- BRIEF: Render every line of the entries below as a Markdown table with the columns Row and Line, where Row numbers each line in order. Skip blank lines and leave the pictures out.

(Collection entries)

§ §

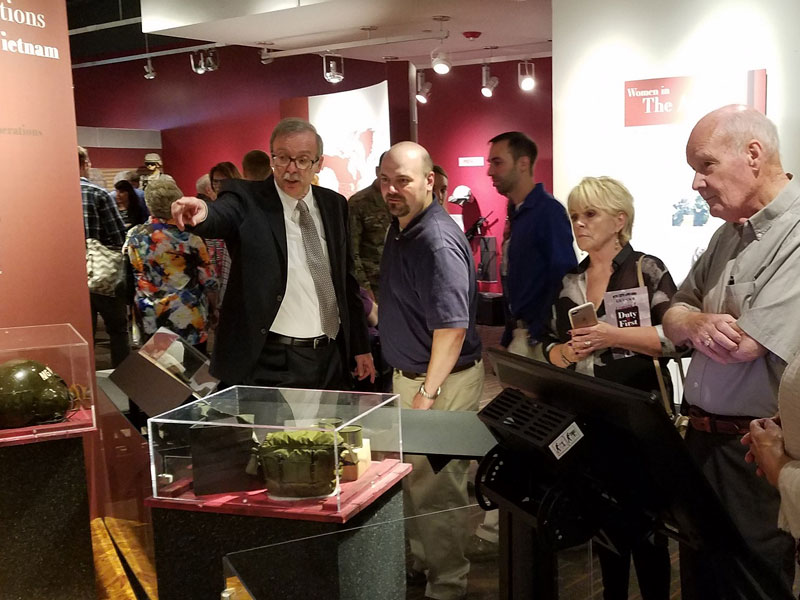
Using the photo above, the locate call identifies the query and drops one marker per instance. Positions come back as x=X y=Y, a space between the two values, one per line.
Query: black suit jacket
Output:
x=248 y=215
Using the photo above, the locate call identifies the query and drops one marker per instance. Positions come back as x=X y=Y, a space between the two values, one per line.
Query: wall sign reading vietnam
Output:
x=669 y=99
x=18 y=32
x=655 y=101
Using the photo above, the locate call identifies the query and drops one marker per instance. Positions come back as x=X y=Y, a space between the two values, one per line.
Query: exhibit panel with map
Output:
x=355 y=127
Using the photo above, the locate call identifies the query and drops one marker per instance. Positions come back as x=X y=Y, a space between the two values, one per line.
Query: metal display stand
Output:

§ §

- PROBLEM SOLUTION:
| Row | Line |
|---|---|
| 1 | Using the photo above, the locate call identifies the query and drops one marker per instance. Positions come back as x=X y=Y, a space between the two values, one per line. |
| 2 | Query: black suit jacket |
| 3 | Output: |
| 4 | x=248 y=215 |
| 5 | Using the photo above, the locate call identifies the query and drops one marker per instance. Positions come back as x=X y=Y, a space between the two values, one per line. |
| 6 | Query: wall sign reading vietnam |
| 7 | Output: |
| 8 | x=669 y=99 |
| 9 | x=18 y=32 |
| 10 | x=655 y=101 |
| 11 | Using the photo above, the locate call identifies the query and drops one marker per instance. Positions come back as x=X y=Y, a space between the two values, one per line. |
| 12 | Query: exhibit panel with map |
| 13 | Output: |
| 14 | x=355 y=127 |
| 15 | Using the photo above, the locate call identifies the query and drops one marker per instance. Positions come back as x=X y=Y, a space between the two values, one per line. |
| 16 | Query: metal display stand |
| 17 | Output: |